## THE PROBLEM
Recast the listing below as a two-column CSV with the header label_request,boxes, giving every request in the listing its own row. Put each request's text and its full box answer in one quoted field apiece, with any line breaks replaced by spaces.

## SUPPLIED MATERIAL
☆ ☆ ☆ ☆ ☆ ☆ ☆

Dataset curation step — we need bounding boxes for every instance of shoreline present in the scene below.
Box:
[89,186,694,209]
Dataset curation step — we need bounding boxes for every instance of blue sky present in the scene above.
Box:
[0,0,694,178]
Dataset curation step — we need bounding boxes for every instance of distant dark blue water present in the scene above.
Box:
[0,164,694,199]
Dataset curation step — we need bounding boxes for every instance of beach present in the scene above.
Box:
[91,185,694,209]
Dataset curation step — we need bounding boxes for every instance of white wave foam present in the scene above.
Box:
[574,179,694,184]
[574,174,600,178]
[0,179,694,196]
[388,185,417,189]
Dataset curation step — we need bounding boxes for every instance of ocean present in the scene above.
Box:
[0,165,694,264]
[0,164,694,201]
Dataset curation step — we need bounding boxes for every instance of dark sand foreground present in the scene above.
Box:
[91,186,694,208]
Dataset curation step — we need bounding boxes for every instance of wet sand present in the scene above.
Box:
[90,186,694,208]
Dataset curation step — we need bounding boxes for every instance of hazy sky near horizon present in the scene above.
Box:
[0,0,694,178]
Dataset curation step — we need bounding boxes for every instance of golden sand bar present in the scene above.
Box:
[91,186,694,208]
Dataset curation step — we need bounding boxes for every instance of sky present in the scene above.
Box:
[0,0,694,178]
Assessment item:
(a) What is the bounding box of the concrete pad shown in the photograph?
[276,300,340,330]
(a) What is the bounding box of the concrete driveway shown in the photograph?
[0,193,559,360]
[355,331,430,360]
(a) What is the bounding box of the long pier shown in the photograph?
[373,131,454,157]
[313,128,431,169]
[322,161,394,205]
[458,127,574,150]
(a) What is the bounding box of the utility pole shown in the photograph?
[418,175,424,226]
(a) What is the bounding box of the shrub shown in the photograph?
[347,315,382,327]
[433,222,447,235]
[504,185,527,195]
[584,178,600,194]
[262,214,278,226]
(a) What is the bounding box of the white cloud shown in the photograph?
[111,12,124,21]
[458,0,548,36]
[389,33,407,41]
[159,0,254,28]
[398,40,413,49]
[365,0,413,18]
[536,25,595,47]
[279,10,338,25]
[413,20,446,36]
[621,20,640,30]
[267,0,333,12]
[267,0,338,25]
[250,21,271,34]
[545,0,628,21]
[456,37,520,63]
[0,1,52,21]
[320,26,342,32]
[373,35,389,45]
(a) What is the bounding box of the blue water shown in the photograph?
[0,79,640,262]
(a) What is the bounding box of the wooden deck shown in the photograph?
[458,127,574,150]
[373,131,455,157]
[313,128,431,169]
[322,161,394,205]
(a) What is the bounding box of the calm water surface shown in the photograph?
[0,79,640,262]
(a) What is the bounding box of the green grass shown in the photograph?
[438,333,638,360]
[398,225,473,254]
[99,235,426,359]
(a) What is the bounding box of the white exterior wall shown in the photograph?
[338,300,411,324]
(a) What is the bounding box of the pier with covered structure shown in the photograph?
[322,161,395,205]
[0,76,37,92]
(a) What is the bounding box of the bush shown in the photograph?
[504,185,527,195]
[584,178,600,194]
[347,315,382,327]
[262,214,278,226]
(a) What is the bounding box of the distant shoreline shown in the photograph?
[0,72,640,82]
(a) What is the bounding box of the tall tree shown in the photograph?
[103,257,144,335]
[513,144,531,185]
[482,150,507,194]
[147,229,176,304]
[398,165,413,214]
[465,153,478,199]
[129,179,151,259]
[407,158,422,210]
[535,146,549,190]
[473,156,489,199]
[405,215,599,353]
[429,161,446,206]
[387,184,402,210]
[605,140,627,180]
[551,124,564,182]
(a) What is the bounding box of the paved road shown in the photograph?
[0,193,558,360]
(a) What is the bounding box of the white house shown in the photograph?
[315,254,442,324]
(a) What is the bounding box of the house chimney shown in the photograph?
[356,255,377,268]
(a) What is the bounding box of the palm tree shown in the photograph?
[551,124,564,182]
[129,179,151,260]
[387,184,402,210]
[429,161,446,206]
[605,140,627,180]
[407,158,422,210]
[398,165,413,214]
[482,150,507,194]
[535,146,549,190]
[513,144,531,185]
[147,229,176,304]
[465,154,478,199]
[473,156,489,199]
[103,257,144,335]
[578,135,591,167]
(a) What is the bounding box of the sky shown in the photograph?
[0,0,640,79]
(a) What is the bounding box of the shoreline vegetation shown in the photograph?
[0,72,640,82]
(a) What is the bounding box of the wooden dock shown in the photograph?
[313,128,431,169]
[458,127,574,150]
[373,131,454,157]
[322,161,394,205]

☆ ☆ ☆ ☆ ☆ ☆ ☆

## ANSWER TO THE TASK
label_request,boxes
"Dataset curation step — we need bounding boxes for every instance of shoreline present in the scene below. Box:","[89,186,694,209]"
"Dataset curation step — we need bounding boxes for every instance of blue sky present in the scene above. Box:","[0,0,694,178]"
"Dataset curation step — we need bounding boxes for every instance of distant dark blue water present in the scene above. Box:","[0,164,694,199]"
"Dataset curation step — we need bounding boxes for every instance of beach present in the scene above. Box:","[91,185,694,209]"
"Dataset curation step — we need bounding boxes for every instance of white wave foam present in the scene above. Box:","[574,179,694,184] [574,174,600,178] [0,179,694,196] [388,185,417,189]"
"Dataset curation step — we need bounding boxes for every instance of ocean present in the scene above. Box:","[0,165,694,264] [0,164,694,201]"
"Dataset curation step — we need bounding boxes for every instance of dark sand foreground present in the scene above. Box:","[91,186,694,208]"
"Dataset curation step — we need bounding boxes for every instance of wet sand present in the scene above. Box:","[90,186,694,208]"
"Dataset curation step — we need bounding boxes for every instance of hazy sky near horizon present in the scene above. Box:","[0,0,694,178]"
"Dataset curation step — we need bounding boxes for every instance of golden sand bar present in the scene above. Box:","[91,186,694,208]"
"Dataset curation step — we need bounding boxes for every instance of sky present in the scene above. Box:","[0,0,694,178]"
"Assessment item: (a) What is the bounding box of the concrete pad shown in the photograph?","[276,300,340,330]"
"(a) What is the bounding box of the concrete driveway shown in the photograph?","[0,193,559,360] [355,331,430,360]"
"(a) What is the bounding box of the long pier shown in the photograph?","[373,131,454,157] [313,128,431,169] [322,161,394,205] [458,127,574,150]"
"(a) What is the bounding box of the utility pole shown in the photograph?","[418,175,424,226]"
"(a) What is the bounding box of the shrub shown in the photograph?","[347,315,382,327] [433,222,447,235] [504,185,527,195] [584,178,600,194] [262,214,278,226]"
"(a) What is the bounding box of the white cloud shown in the photograph?","[111,12,124,21] [458,0,548,36] [389,33,407,41] [159,0,254,28] [398,40,413,49] [365,0,413,18] [536,25,595,47] [279,10,338,25] [413,20,446,36] [621,20,640,30] [267,0,333,12] [267,0,338,25] [250,21,271,34] [545,0,628,21] [456,37,520,63] [0,1,52,21] [320,26,342,32] [373,35,389,45]"
"(a) What is the bounding box of the blue water shown in the photograph?","[0,79,640,262]"
"(a) What is the bounding box of the wooden deck shown in the photograph?","[458,127,574,150] [373,131,455,157] [313,128,431,169] [322,161,394,205]"
"(a) What is the bounding box of the calm water surface shown in the photograph?","[0,79,640,262]"
"(a) What is the bounding box of the green grass shown in the photograph?","[438,333,638,360] [398,225,473,254] [99,235,426,359]"
"(a) What is the bounding box of the white exterior wall shown in the photograph?","[338,300,411,324]"
"(a) What is the bounding box of the pier with covered structure shown in the photograph?","[322,161,395,205] [0,76,37,92]"
"(a) What is the bounding box of the bush shown in the photograph?","[504,185,527,195] [584,178,600,194] [347,315,382,327] [262,214,278,226]"
"(a) What is the bounding box of the distant shoreline shown in the photograph?","[0,72,640,82]"
"(a) What is the bounding box of the tall tree shown in the photograph?","[103,257,144,335] [513,144,531,185] [482,150,507,194] [147,229,176,304] [398,165,413,214] [465,153,478,199] [129,179,151,259] [407,158,422,210] [535,146,549,190] [473,156,489,199] [405,215,599,353] [429,161,446,206] [387,184,402,210] [605,140,627,180] [551,124,564,182]"
"(a) What is the bounding box of the paved road shown in the photograph?","[0,193,558,360]"
"(a) What is the bounding box of the white house shown in the photograph?","[315,254,442,324]"
"(a) What is the bounding box of the house chimney shown in the photograph?","[356,255,377,268]"
"(a) What is the bounding box of the palm tree shown in the photograph?","[551,124,564,182] [129,179,151,260] [387,184,402,210] [429,161,446,206] [605,140,627,180] [407,158,422,210] [398,165,413,214] [482,150,507,194] [535,146,549,190] [513,144,531,185] [147,229,176,304] [465,154,478,199] [473,156,489,199] [103,257,144,335] [578,135,591,167]"
"(a) What is the bounding box of the sky shown in the photograph?","[0,0,640,79]"
"(a) What is the bounding box of the shoreline vegetation shown in the photograph?","[0,72,640,82]"
"(a) What is the bounding box of the wooden dock shown in the photograph?","[313,128,431,169] [458,127,574,150] [373,131,454,157] [322,161,394,205]"